Raw records
..........
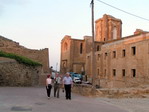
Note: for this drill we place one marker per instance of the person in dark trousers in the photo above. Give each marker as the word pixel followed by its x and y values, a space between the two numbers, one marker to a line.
pixel 57 82
pixel 48 85
pixel 67 84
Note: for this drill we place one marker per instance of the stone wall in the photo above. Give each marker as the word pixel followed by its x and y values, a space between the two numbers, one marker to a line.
pixel 14 74
pixel 41 56
pixel 87 90
pixel 118 69
pixel 72 55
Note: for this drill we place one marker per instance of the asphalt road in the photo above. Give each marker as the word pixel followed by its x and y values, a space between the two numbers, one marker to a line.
pixel 34 99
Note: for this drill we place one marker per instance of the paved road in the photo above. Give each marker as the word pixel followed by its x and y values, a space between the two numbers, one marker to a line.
pixel 33 99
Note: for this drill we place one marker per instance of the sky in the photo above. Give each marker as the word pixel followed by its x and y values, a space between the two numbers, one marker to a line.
pixel 38 24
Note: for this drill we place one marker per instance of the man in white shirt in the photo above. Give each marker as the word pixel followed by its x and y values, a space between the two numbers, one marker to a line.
pixel 67 83
pixel 57 82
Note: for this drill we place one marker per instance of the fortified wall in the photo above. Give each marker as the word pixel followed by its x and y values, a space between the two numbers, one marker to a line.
pixel 13 73
pixel 40 56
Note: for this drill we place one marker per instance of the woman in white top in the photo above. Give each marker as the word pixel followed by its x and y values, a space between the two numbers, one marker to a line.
pixel 48 85
pixel 67 84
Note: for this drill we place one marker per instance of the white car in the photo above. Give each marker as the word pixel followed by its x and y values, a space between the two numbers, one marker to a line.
pixel 76 80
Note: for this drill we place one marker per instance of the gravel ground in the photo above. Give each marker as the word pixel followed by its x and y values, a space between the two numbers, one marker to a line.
pixel 130 104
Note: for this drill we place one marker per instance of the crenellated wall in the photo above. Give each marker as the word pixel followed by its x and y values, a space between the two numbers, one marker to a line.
pixel 41 56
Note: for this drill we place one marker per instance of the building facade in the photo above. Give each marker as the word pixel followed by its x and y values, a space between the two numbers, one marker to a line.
pixel 120 62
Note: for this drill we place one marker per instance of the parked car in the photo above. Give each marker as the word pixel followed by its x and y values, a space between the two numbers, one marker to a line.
pixel 77 78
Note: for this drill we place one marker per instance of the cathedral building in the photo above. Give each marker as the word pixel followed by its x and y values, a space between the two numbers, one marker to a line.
pixel 119 61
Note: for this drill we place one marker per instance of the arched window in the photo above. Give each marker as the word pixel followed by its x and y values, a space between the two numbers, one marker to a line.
pixel 98 48
pixel 114 33
pixel 81 48
pixel 65 46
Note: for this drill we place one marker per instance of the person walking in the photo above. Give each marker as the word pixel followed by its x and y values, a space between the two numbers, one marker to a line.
pixel 57 83
pixel 67 84
pixel 48 85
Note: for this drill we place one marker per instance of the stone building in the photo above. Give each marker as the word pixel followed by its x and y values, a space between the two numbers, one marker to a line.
pixel 120 61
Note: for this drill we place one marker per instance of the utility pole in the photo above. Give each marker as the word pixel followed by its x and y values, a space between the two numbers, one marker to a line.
pixel 93 67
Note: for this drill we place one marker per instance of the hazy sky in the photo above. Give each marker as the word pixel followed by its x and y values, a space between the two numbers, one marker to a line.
pixel 38 24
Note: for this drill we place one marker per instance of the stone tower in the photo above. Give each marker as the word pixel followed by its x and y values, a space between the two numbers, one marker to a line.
pixel 108 28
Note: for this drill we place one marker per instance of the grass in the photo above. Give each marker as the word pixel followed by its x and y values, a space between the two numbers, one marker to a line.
pixel 20 59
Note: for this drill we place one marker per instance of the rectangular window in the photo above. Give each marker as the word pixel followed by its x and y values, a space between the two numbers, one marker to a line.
pixel 133 51
pixel 98 71
pixel 123 53
pixel 114 72
pixel 133 72
pixel 123 72
pixel 114 54
pixel 106 54
pixel 98 57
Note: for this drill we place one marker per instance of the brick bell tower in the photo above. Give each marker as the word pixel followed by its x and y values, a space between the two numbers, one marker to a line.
pixel 108 28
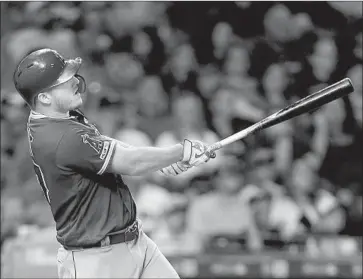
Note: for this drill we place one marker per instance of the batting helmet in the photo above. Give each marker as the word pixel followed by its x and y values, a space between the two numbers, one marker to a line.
pixel 44 69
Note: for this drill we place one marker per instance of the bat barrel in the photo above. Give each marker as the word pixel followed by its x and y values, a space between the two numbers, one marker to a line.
pixel 311 102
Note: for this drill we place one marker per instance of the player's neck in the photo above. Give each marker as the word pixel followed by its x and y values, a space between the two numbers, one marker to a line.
pixel 51 113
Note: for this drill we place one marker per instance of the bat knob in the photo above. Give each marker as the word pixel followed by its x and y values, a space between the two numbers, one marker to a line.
pixel 210 153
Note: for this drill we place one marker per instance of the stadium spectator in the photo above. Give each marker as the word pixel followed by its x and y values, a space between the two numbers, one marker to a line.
pixel 212 208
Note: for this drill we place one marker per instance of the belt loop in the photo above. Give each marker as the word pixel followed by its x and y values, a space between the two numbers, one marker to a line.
pixel 105 242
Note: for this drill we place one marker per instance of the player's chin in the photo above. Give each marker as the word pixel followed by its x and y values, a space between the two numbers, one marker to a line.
pixel 77 103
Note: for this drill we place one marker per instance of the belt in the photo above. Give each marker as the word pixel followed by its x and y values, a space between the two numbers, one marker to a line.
pixel 129 234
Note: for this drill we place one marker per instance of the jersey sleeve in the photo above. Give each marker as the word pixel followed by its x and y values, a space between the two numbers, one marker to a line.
pixel 83 150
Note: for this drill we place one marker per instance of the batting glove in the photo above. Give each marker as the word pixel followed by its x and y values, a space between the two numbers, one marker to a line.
pixel 194 153
pixel 175 169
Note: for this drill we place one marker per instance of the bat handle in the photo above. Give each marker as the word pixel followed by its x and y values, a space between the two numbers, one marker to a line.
pixel 212 148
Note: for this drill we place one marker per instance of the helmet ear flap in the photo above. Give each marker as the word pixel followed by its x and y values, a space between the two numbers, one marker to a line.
pixel 81 84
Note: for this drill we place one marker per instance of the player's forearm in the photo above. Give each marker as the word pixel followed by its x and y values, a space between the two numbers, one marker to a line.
pixel 143 160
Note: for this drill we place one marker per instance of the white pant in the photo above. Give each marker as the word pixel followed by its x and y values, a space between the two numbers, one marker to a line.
pixel 140 258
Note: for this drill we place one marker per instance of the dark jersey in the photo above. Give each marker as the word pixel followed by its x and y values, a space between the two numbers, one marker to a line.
pixel 72 162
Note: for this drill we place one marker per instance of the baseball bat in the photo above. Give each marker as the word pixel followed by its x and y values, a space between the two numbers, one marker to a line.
pixel 309 103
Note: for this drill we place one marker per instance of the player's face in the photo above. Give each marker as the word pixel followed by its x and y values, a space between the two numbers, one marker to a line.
pixel 66 97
..........
Exercise description
Extract every line of the material above word for word, leaving the pictures out.

Worked answer
Note: for this drill we place one marker per instance of the person in dark trousers in the photo above. Give each marker as the word pixel followed by its x and y values, a space between the two numbers, one marker to a line.
pixel 57 82
pixel 48 85
pixel 67 84
Note: for this drill we place one marker per instance of the stone wall in the photo above. Give each marker as the word pixel followed by its x and y values, a space between the two numbers, one marker to a line.
pixel 14 74
pixel 41 56
pixel 87 90
pixel 118 69
pixel 72 55
Note: for this drill we place one marker per instance of the asphalt road in the photo above. Give each marker as the word pixel followed by its x and y values, a space between the two numbers, one marker to a line.
pixel 34 99
Note: for this drill we place one marker per instance of the paved road in the photo above. Give each marker as the word pixel followed by its x and y values, a space between the two numbers, one marker to a line.
pixel 33 99
Note: for this drill we place one marker per instance of the sky in the photo above. Give each marker as the word pixel followed by its x and y values, a space between the two numbers, one marker to a line.
pixel 38 24
Note: for this drill we place one marker per instance of the man in white shirt in the photo above. Give each marker as the word pixel followed by its x and y values, a space between the two numbers, one marker to a line.
pixel 67 83
pixel 57 82
Note: for this drill we place one marker per instance of the fortified wall in the photo above. Give each marker as the word pixel followed by its x and y values, a space between the two numbers, one marker to a line.
pixel 13 73
pixel 40 56
Note: for this drill we place one marker per instance of the woman in white top in the photo above. Give each marker as the word pixel followed by its x and y values, a space between the two numbers, one marker to a line.
pixel 48 85
pixel 67 84
Note: for this drill we place one marker per instance of the white car in the photo above. Give each marker as the word pixel followed by its x and y values, a space between the two numbers, one marker to a line.
pixel 76 80
Note: for this drill we place one marker per instance of the gravel ground in the photo above. Give each marker as the word pixel followed by its x and y values, a space between the two numbers, one marker to a line.
pixel 130 104
Note: for this drill we place one marker per instance of the crenellated wall in the photo above. Give each marker as the word pixel followed by its x and y values, a space between the two numbers, one marker to a line.
pixel 41 56
Note: for this drill we place one marker per instance of the building facade in the photo above. Give each marker as the word pixel followed by its x and y values, a space between the two numbers, one marker to a line.
pixel 120 62
Note: for this drill we place one marker per instance of the parked car in the photo above. Give each marker as the word pixel followed by its x and y values, a space between the two numbers, one marker to a line.
pixel 77 78
Note: for this drill we place one marker per instance of the cathedral building in the photo above. Give each marker as the word pixel followed by its x and y values, a space between the two numbers, one marker to a line.
pixel 119 61
Note: for this drill we place one marker per instance of the arched window in the photo above. Give each marker as the word pixel followed by its x and y values, a space between the two numbers, one marker to a line.
pixel 98 48
pixel 114 33
pixel 81 48
pixel 65 46
Note: for this drill we place one marker per instance of the person walking in the photo above. Give each marker as the word pixel followed by its x and y values, a space between the two numbers, one marker to a line.
pixel 57 83
pixel 67 84
pixel 48 85
Note: for this drill we place one marker per instance of the stone building in the photo above. Give each marker as the word pixel followed by its x and y values, a space between the two numbers, one marker to a line.
pixel 120 61
Note: for this drill we place one marker per instance of the utility pole in the photo above. Give each marker as the word pixel followed by its x and y values, a space between the two numbers, one marker to a line.
pixel 93 67
Note: for this drill we place one marker per instance of the hazy sky in the photo above. Give each marker as the word pixel followed by its x and y values, a space between the two numbers, one marker to a line.
pixel 38 24
Note: for this drill we place one marker per instance of the stone tower in the photo above. Give each marker as the word pixel followed by its x and y values, a space between the two numbers, one marker to a line.
pixel 108 28
Note: for this drill we place one marker per instance of the grass in the photo above. Give each marker as the word pixel followed by its x and y values, a space between the two numbers, one marker to a line.
pixel 20 59
Note: for this drill we place one marker per instance of the rectangular window in the photo above. Give each marker as the word pixel followed by its x and y values, a space between the two numbers, one marker to a line.
pixel 133 51
pixel 98 71
pixel 123 53
pixel 114 72
pixel 133 72
pixel 123 72
pixel 114 54
pixel 106 54
pixel 98 57
Note: for this drill we place one marker per instance of the brick bell tower in the photo above. Give each marker as the word pixel followed by its x and y values, a space between the two numbers, one marker to a line.
pixel 108 28
Note: for this drill we place one marker per instance of the batting helmet in the photo above. Give each marker as the word pixel followed by its x and y values, a space between the two numbers, one marker to a line.
pixel 44 69
Note: for this drill we place one marker per instance of the bat barrel in the photo above. Give each marker as the word pixel followed by its x and y values, a space between the two numbers, one marker to a line.
pixel 311 102
Note: for this drill we place one marker per instance of the player's neck in the photo above. Give each marker as the word pixel followed by its x and y values, a space between the two numbers, one marker to a line.
pixel 51 113
Note: for this drill we place one marker per instance of the bat knob in the photo above. Give each marker as the word pixel followed by its x and y values, a space between the two numbers, one marker to a line.
pixel 210 153
Note: for this drill we place one marker per instance of the stadium spectator in the photo above. Give each marker as the word pixel followed by its x and y values, a space between the two numbers, one marker to a line.
pixel 212 208
Note: for this drill we place one marker per instance of the belt loop in the photo above. Give each marker as the word pixel followed by its x and y values, a space between the two numbers, one marker to a line.
pixel 105 242
Note: for this drill we place one marker per instance of the player's chin in the photo above. Give each marker as the word pixel followed by its x and y values, a space between the two numbers, one marker to a line.
pixel 77 103
Note: for this drill we place one marker per instance of the belt in the photo above. Give each marker as the word pixel followed by its x and y values, a space between the two numbers, one marker to a line.
pixel 129 234
Note: for this drill we place one marker per instance of the jersey sleeve in the photo above. Give each marker as the word pixel followed by its x and y values, a space between the two numbers, one marker to a line.
pixel 83 150
Note: for this drill we place one marker per instance of the batting glove in the photo above. Give each marker as the word pixel followed by its x and y values, a space between the two numbers, one marker to a line.
pixel 194 153
pixel 175 169
Note: for this drill we place one marker per instance of the bat handle in the photo above. Give each marker as the word pixel followed by its x and y values, a space between the two numbers, one marker to a line.
pixel 212 148
Note: for this drill we place one marker per instance of the helmet ear flap in the photo above. Give each marker as the word pixel followed by its x and y values, a space between the two numbers, one marker to a line.
pixel 81 84
Note: for this drill we place one marker per instance of the player's forearm in the photo above. Give each marker as the word pixel followed by its x and y values, a space between the two numbers, one marker to a line.
pixel 143 160
Note: for this drill we place one marker per instance of the white pant in the photo above. Give each marker as the word pixel followed by its x and y values, a space between the two numbers, one marker to a line.
pixel 140 258
Note: for this drill we place one marker per instance of the dark jersey in the photo above. Give each marker as the word pixel followed by its x and y values, a space between the two numbers, one marker to a line.
pixel 72 162
Note: for this drill we place one marker per instance of the baseball bat in the photo above. Give each marker as the word pixel followed by its x and y values, a space between the two numbers, one marker to a line.
pixel 309 103
Note: for this drill we place one marker per instance of the player's face in the photo above. Give each marker as the word pixel followed by its x and y values, a space between the two numbers, one marker to a line.
pixel 66 97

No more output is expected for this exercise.